What is expected: All lines from the one containing "Query: woman in green jacket" through the end of the data below must be reproduced exactly, and no others.
[[ Data supplied, beginning ]]
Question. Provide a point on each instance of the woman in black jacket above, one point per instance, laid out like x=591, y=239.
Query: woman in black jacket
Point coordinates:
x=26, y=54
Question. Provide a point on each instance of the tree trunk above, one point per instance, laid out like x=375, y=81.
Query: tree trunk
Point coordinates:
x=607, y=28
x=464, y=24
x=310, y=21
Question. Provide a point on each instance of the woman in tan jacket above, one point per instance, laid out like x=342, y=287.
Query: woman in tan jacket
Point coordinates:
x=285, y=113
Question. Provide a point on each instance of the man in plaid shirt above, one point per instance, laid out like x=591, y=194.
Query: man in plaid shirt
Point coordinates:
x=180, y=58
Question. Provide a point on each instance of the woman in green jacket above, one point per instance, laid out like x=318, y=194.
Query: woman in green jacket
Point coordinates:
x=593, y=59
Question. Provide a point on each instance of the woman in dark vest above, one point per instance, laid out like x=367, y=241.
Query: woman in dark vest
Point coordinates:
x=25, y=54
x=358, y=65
[[ Data supplied, end ]]
Result for this exercise:
Query: woman in green jacket
Point coordinates:
x=593, y=59
Question. Provide a point on each instance of the woman in dark vest above, one point per instance, laid out like x=367, y=241.
Query: woman in dark vest
Point coordinates:
x=25, y=54
x=358, y=65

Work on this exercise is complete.